[YOUR OBJECTIVE]:
Lines from the one containing "for the blue" to the end of the entries below must be reproduced exactly, with both end lines kept and no other line added.

"""

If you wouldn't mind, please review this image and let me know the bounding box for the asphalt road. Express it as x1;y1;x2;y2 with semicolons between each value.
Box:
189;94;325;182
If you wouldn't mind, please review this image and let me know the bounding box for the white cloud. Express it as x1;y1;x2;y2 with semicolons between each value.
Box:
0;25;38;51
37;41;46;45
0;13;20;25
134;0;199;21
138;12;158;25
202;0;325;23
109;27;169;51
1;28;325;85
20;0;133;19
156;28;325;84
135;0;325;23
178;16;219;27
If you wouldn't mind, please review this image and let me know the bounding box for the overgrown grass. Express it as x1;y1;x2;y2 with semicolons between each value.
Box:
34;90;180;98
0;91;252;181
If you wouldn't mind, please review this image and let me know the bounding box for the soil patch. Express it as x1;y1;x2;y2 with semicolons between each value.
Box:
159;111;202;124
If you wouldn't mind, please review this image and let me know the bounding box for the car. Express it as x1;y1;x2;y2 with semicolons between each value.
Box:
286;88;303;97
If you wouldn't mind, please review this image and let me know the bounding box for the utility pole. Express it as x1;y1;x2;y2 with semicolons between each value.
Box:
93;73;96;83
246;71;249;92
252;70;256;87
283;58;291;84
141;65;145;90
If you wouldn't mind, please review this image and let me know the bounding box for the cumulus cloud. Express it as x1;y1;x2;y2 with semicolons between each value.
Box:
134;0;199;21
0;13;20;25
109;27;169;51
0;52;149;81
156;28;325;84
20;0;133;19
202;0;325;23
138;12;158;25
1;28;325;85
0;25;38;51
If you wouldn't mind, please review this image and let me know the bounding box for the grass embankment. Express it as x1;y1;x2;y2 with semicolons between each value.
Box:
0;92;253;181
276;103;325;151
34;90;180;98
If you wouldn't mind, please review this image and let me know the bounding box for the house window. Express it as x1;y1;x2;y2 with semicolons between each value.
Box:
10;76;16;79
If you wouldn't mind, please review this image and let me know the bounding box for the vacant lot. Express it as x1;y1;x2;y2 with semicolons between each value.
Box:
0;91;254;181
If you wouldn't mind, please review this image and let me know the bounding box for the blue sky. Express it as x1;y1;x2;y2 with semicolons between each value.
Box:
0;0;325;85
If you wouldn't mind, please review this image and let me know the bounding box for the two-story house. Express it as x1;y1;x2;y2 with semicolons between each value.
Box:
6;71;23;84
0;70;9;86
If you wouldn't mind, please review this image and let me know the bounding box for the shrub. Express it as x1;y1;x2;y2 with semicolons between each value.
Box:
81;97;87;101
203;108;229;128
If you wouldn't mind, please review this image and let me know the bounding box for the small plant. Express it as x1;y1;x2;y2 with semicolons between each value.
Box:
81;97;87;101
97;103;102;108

"""

[EXERCISE RESPONSE]:
If you wouldn't mind, please review this image and let me know the bounding box for the blue sky. Express it as x1;y1;x2;y2 with semicolons between each value.
Box:
0;0;325;85
If you wouldn't mind, please review this image and let me know the bounding box for the two-story house. Express it as x1;y1;x2;y2 with semicolons between each value.
Box:
6;71;23;84
0;70;9;86
If you wouldn't mind, please review this image and let me know the bounding box for the shrub. Express it as x1;y1;x2;y2 with semicolons between each value.
Box:
81;97;87;101
203;108;229;128
If you wouldn't mind, please review this image and let me know the bounding box for the small plant. Express it as x1;y1;x2;y2 with semicolons between each value.
Box:
81;97;87;101
97;103;102;108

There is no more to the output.